» **Required work**: Could you change "Put down" to "Mark" throughout the items below and give all the lines again with nothing else altered?

» **Provided data**:
══════════

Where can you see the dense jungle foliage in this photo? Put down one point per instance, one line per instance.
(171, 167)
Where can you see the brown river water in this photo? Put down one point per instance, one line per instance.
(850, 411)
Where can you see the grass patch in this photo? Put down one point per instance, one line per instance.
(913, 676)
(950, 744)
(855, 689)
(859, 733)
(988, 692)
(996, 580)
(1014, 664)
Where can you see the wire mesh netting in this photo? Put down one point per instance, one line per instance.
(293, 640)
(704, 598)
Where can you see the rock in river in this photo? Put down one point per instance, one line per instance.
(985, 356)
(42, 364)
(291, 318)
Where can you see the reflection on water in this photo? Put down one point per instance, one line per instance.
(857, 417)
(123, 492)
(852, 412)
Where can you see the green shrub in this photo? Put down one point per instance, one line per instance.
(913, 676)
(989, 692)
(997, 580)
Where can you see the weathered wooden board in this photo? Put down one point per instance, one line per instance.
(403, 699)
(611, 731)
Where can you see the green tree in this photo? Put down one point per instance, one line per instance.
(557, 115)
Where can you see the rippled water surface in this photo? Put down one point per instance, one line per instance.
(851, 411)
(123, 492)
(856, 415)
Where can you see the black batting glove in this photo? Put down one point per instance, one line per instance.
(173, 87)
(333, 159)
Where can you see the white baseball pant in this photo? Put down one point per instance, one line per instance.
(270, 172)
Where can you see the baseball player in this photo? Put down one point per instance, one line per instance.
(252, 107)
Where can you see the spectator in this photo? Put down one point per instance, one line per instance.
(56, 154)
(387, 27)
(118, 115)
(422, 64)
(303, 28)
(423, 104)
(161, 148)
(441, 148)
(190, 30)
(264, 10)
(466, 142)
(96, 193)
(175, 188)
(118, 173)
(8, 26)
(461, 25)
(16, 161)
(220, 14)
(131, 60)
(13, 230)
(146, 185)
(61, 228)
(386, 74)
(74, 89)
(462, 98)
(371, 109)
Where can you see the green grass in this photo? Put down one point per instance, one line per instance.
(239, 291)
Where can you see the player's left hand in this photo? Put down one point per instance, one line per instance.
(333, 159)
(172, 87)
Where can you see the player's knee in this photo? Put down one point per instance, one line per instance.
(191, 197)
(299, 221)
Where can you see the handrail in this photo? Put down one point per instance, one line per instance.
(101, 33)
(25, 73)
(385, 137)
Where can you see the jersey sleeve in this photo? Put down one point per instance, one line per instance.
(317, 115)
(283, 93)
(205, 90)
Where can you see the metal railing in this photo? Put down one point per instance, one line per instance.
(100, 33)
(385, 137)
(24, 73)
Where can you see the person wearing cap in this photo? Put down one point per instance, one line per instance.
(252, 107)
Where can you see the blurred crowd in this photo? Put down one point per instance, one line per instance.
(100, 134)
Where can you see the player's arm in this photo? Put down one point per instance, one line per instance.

══════════

» **Solution to the problem**:
Where can you see the dense jungle foliage in this photo? Mark one point per instance, one line per instance.
(171, 167)
Where can you see the brown river water in this photo? Mark one point per instance, one line per instance.
(850, 411)
Where can you see the grass patch in this photo? Mark one point per instance, one line per instance.
(913, 676)
(950, 744)
(855, 689)
(859, 733)
(988, 692)
(996, 580)
(1014, 664)
Where can you see the wire mesh netting in this photo? Mark one point per instance, one line per instance.
(293, 640)
(704, 598)
Where can you see the rock in river in this photo? Mark one point per instance, one line per instance.
(985, 356)
(42, 364)
(291, 318)
Where can you see the reflection on water in this photo? Mark one point per instance, one line per instance.
(857, 417)
(123, 492)
(852, 412)
Where can you see the green shrub in this photo? Mark one point per instance, one line per instance.
(913, 676)
(989, 692)
(997, 580)
Where can you see the weathered wooden board in this photo? Mark one point per instance, one line per instance.
(403, 699)
(611, 731)
Where can you see the green tree in this photo? Mark one point per instance, one line per instance.
(557, 115)
Where can you see the rippled water surface in this photo? Mark one point per instance, one line per instance.
(851, 411)
(123, 492)
(856, 415)
Where can you see the black batting glove in this photo? Mark one point per instance, one line per instance.
(173, 87)
(333, 159)
Where can you see the white baseball pant in this photo? Mark one point per instance, one line per instance.
(270, 172)
Where can you see the baseball player in this photo? Mark one point per instance, one line per instance.
(252, 107)
Where can you see the spectator in this photo? Mark one point per instance, one line per instance.
(56, 154)
(387, 27)
(118, 115)
(422, 64)
(303, 28)
(423, 104)
(161, 148)
(441, 148)
(190, 30)
(264, 10)
(466, 142)
(96, 193)
(175, 188)
(118, 173)
(8, 26)
(461, 25)
(16, 161)
(220, 14)
(131, 60)
(13, 230)
(146, 185)
(61, 228)
(386, 74)
(74, 89)
(462, 98)
(371, 109)
Where can you see the green grass in this photo? Mark one point per instance, one line per instance.
(239, 291)
Where can you see the player's left hand in this photo? Mark one point per instance, one line per instance.
(333, 159)
(172, 87)
Where can you see the player's knee in this photo? Mark one point per instance, one line per instance.
(191, 197)
(299, 221)
Where can you see the handrail in this photo? Mark one point per instance, one line per instance.
(101, 33)
(25, 73)
(385, 137)
Where can you see the jersey sleeve in this photo? Mark one point per instance, one line per instance.
(317, 115)
(283, 93)
(205, 90)
Where can you see the metal railing in this photo? Mark one point per instance, one line per instance.
(100, 33)
(385, 137)
(24, 73)
Where can you see the person wearing cap in this photo? Mark one point per instance, one line per instance.
(252, 107)
Where can you see the blurred crowd in this photo? Mark one point per instance, one line per instance.
(100, 134)
Where can you see the player's arm in this photo? Mark one point per instance, one line per instance.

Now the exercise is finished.